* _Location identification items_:
* Start *

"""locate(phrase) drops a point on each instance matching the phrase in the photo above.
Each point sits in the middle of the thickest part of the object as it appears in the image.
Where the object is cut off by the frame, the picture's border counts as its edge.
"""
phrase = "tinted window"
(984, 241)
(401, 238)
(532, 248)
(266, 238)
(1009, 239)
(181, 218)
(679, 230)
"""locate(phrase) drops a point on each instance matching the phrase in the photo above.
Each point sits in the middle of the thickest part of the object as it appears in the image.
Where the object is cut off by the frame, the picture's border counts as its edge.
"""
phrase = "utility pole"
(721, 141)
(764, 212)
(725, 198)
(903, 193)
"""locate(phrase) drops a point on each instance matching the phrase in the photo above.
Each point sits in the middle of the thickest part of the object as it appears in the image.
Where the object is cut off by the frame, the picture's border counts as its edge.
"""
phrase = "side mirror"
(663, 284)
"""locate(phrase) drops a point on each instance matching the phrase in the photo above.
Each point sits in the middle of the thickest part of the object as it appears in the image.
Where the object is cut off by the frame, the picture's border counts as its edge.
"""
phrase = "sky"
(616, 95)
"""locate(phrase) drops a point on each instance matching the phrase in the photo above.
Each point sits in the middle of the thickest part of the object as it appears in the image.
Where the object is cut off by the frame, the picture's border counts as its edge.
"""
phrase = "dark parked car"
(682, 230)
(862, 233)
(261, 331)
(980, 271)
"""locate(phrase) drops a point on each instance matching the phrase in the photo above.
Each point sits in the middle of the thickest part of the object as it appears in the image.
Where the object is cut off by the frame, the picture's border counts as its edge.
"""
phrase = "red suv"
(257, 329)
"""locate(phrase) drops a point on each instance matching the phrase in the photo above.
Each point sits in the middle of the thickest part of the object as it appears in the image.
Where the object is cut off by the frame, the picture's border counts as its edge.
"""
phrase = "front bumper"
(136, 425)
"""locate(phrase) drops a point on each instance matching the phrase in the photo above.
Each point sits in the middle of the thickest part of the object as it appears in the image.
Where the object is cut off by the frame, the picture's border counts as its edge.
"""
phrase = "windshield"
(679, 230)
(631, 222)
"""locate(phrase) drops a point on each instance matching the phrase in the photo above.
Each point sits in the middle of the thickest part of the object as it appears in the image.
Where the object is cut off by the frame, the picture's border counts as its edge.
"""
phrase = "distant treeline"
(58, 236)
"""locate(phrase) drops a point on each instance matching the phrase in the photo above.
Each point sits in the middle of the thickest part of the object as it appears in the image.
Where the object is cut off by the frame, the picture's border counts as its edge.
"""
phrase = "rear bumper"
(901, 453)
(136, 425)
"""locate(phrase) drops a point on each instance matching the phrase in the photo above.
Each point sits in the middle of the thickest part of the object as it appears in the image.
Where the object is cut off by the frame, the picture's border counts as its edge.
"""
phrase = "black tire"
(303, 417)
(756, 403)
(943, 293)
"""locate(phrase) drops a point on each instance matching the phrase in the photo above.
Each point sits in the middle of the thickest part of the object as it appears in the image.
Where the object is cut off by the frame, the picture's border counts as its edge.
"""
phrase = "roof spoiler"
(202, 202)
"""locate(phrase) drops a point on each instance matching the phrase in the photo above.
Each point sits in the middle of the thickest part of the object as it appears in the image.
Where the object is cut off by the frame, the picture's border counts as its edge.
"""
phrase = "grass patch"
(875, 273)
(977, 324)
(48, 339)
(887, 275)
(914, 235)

* End *
* Start *

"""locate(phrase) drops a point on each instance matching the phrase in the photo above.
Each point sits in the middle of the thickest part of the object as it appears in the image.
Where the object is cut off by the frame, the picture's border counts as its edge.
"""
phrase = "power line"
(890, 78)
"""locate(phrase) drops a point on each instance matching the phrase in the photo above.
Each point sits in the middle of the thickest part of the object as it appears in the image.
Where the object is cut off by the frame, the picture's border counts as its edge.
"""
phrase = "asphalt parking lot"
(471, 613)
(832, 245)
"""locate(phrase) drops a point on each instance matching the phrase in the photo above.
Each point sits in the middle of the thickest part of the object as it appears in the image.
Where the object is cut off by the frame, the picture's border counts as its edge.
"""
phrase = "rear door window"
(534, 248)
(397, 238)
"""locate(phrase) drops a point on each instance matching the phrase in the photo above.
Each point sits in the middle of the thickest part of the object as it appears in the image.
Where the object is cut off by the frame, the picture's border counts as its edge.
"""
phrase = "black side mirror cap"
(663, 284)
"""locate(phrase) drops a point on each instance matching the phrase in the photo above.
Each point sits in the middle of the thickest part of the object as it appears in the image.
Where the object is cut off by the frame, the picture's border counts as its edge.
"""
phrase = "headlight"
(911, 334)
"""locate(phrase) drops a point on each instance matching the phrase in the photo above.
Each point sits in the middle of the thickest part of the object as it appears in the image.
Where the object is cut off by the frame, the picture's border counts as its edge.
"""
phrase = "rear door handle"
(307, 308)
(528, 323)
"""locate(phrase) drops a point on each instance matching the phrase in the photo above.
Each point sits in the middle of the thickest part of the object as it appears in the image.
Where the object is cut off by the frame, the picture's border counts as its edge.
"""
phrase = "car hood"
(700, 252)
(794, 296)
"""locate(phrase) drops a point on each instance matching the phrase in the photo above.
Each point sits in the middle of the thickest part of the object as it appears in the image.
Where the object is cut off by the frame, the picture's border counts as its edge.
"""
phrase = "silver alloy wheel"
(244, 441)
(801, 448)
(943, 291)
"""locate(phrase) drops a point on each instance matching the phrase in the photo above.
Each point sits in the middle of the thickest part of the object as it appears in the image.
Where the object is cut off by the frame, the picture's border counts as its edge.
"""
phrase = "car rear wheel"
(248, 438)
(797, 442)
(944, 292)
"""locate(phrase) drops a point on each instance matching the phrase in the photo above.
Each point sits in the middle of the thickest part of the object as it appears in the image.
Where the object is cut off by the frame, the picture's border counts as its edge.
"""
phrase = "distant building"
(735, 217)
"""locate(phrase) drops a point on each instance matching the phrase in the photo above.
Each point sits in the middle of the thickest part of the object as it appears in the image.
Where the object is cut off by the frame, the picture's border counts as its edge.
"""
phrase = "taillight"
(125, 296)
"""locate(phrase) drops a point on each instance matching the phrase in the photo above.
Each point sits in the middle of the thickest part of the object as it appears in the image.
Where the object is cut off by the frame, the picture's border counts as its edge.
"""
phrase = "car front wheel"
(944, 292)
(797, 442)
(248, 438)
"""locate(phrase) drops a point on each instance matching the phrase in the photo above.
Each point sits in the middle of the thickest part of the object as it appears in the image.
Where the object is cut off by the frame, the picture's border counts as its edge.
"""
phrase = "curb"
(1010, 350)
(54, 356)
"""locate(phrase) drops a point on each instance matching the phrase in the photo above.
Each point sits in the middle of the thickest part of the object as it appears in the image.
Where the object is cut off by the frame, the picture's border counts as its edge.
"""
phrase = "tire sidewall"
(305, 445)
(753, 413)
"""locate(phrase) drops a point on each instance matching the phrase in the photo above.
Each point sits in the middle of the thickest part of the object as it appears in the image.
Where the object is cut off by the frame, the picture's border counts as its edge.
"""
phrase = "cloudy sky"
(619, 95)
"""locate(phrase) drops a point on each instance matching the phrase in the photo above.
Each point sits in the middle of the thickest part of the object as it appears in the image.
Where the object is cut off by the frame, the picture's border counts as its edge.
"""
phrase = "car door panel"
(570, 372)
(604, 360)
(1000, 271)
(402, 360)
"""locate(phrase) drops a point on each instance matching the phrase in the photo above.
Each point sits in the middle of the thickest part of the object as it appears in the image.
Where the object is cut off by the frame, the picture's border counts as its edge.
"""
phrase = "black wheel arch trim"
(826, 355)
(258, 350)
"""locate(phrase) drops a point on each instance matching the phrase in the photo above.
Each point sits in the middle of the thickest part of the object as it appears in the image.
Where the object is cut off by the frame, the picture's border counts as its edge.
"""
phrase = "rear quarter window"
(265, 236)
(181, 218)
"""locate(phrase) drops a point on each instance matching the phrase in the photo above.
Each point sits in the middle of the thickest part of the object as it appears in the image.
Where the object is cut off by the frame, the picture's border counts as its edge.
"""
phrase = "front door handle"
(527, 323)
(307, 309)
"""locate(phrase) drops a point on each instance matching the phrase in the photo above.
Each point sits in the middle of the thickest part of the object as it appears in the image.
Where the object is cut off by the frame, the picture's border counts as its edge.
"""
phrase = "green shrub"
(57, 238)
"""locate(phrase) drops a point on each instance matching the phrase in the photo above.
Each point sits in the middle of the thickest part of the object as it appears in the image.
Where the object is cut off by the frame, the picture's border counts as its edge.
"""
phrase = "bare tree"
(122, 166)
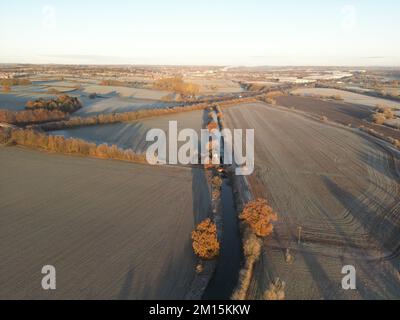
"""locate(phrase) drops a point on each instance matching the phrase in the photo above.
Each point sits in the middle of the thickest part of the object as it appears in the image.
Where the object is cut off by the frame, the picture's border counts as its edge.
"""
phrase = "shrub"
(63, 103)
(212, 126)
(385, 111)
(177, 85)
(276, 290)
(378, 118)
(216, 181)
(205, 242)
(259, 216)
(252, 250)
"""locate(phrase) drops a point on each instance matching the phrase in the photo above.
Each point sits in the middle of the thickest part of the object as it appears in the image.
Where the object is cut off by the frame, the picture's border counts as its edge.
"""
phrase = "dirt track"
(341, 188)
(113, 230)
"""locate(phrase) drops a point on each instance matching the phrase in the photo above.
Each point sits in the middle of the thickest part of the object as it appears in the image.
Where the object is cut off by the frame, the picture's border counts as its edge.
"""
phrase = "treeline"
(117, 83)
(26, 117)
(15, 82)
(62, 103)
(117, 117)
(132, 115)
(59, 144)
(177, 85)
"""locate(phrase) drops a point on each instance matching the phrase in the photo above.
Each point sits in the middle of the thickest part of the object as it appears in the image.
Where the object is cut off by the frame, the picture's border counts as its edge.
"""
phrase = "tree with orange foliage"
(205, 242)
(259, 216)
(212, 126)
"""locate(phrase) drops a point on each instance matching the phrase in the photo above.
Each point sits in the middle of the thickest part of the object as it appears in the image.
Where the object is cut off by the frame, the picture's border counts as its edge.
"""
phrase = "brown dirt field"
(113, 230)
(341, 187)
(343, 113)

* End *
* Start *

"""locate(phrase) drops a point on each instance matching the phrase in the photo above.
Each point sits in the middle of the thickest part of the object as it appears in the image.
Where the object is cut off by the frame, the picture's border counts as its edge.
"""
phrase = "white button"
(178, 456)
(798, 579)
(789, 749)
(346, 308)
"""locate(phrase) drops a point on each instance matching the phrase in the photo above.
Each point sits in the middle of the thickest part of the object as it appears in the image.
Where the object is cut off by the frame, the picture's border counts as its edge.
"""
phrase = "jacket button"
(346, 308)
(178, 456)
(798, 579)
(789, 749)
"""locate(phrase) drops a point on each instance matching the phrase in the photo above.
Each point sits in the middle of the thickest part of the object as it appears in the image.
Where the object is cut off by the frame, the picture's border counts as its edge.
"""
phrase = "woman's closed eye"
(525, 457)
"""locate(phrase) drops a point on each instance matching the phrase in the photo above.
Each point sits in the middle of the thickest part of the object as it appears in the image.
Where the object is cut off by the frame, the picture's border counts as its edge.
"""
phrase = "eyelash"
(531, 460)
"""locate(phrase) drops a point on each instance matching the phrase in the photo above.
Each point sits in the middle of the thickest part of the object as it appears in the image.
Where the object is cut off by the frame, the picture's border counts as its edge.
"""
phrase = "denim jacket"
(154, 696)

* End *

* _Problem to work on_:
Count the lines in the items above that contain the string "distant", treating uppercase and lowercase as different. Give only the number.

* _Finished exercise_:
2